*What you should do*
Every line with the string "query" should be copied from the data.

--- Data shown Enclosed Below ---

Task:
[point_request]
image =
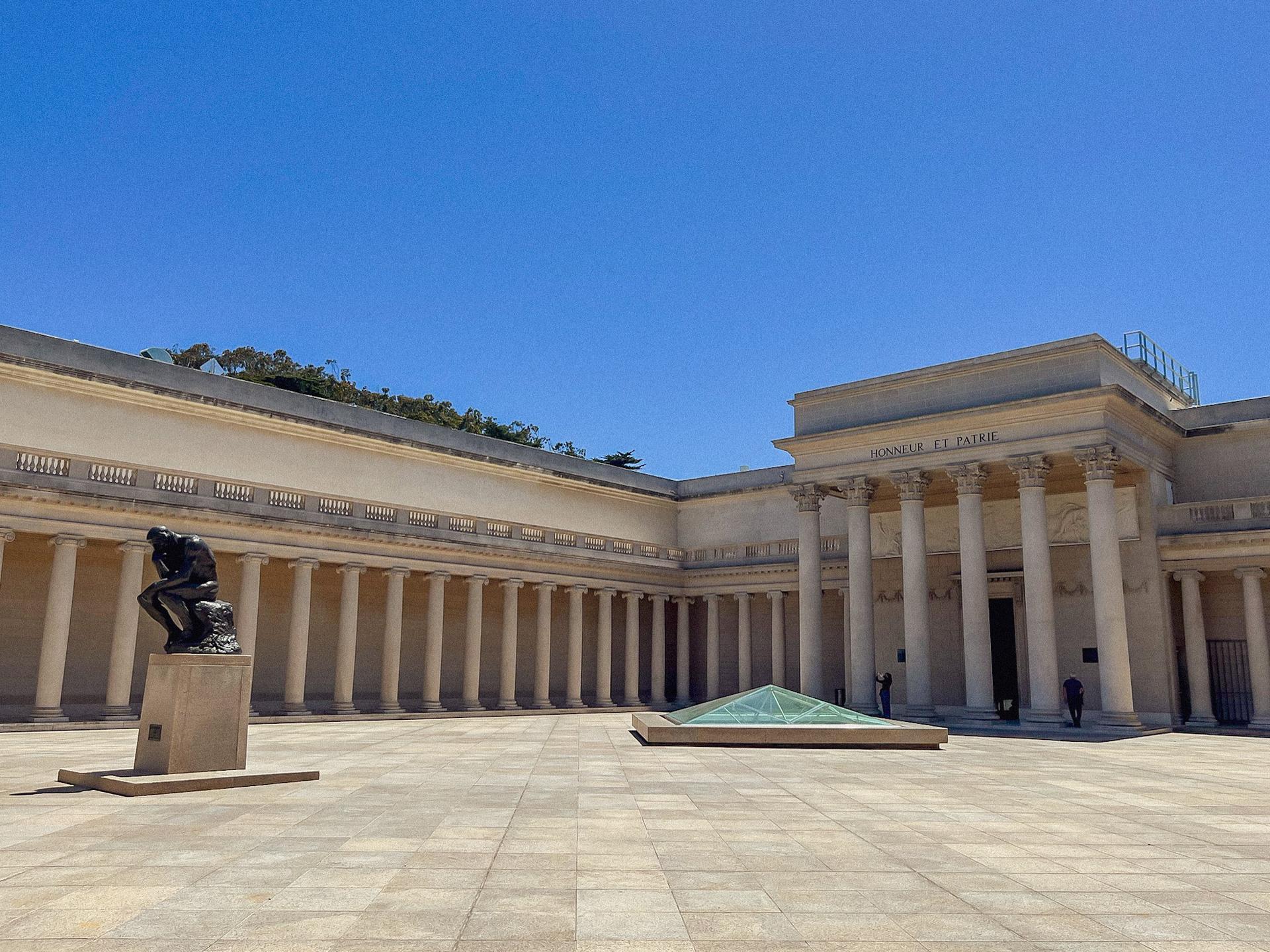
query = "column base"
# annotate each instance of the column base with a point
(117, 713)
(1119, 719)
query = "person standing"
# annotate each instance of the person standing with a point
(1075, 692)
(884, 694)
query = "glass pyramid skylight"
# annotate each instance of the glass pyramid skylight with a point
(771, 706)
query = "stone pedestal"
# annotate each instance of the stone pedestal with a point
(193, 714)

--- End of Enclosed Data shown ---

*Written reply*
query = "column base"
query = "person standing"
query = "glass pyramid skylight"
query = "stone pedestal"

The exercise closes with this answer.